*SET PROBLEM 1*
Rewrite the stretch of the Subnautica passage from "As the first" through "forward with SBZ.", putting "foundations" in place of "bones".
*SET PROBLEM 2*
According to the Subnautica passage, what did the early physics demo involve?

*PROVIDED PASSAGE*
Subnautica is easily one of my favorite Early Access titles.  I was a very early adopter of the game and remember their physics demo that involved flooding a submarine.  I thought Unknkown Worlds had a cool idea at the time and feeling that their Natural Selection games were pretty solid, it was an easy buy-in for me.

As the first version of what we’d today recognize as Subnautica released on Steam, the game was still very incomplete but had very solid bones.  In a lot of ways, I’m finding myself feeling the same about Subnautica: Below Zero.  The differences and similarities between the games tell us a lot about what to expect moving forward with SBZ.

Analysis of Similarities

The similarities between the original Subnautica and Below Zero allow us to build a very solid target profile (to borrow an old intel term).  With the same team behind both titles, we’ll see similar development trajectories and planning.  While a lot of the core functionality issues with Subnautica having already been worked out, SBZ development will mostly be about content and the minor game changes required for new environments.

Point placement records
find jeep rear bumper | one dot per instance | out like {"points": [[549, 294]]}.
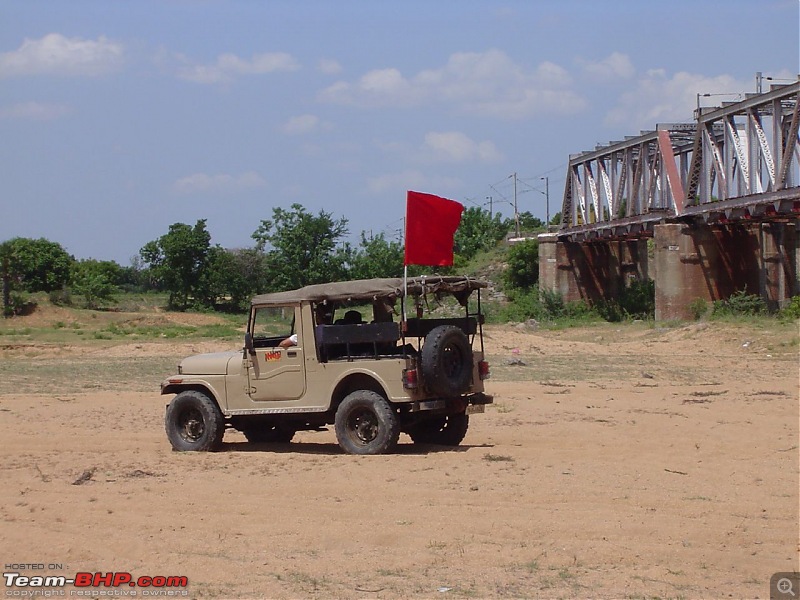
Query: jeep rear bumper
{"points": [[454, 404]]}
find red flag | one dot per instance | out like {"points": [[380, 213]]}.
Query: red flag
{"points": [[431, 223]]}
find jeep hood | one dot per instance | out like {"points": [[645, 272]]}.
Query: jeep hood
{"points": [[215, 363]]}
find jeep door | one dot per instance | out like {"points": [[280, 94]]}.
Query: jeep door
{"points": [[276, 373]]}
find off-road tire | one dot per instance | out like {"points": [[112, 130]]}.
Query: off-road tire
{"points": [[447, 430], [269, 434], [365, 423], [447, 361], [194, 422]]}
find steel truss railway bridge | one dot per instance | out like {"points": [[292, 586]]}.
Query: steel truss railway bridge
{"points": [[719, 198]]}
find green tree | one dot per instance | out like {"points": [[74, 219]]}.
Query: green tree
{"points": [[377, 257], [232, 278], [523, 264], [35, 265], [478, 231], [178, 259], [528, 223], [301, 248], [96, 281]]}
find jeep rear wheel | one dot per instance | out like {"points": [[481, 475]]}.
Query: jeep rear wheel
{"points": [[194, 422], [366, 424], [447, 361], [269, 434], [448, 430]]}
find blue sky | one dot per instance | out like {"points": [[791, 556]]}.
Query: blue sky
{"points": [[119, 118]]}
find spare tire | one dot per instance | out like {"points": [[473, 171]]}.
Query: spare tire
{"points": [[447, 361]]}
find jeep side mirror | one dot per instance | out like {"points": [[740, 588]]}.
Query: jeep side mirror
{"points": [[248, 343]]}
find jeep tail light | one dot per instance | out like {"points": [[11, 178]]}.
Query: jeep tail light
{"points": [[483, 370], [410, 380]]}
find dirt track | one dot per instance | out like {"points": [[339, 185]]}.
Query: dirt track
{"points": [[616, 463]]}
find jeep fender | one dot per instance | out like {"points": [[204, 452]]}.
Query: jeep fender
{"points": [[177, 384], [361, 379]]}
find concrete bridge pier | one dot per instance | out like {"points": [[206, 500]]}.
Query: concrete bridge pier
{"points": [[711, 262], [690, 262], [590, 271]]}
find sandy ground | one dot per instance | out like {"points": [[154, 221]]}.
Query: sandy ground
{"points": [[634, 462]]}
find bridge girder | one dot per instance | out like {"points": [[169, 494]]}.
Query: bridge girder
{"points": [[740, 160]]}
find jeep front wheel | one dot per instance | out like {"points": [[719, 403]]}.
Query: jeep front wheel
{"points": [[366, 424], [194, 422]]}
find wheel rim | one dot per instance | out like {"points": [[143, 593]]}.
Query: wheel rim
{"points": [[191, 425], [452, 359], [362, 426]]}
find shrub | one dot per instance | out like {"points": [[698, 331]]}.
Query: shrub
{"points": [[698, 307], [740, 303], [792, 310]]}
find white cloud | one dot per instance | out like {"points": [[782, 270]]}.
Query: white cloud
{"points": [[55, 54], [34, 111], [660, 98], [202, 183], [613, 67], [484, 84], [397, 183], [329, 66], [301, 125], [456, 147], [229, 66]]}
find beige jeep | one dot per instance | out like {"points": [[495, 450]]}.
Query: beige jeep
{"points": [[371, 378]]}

*TASK ANSWER 1*
As the first version of what we’d today recognize as Subnautica released on Steam, the game was still very incomplete but had very solid foundations.  In a lot of ways, I’m finding myself feeling the same about Subnautica: Below Zero.  The differences and similarities between the games tell us a lot about what to expect moving forward with SBZ.

*TASK ANSWER 2*
Flooding a submarine.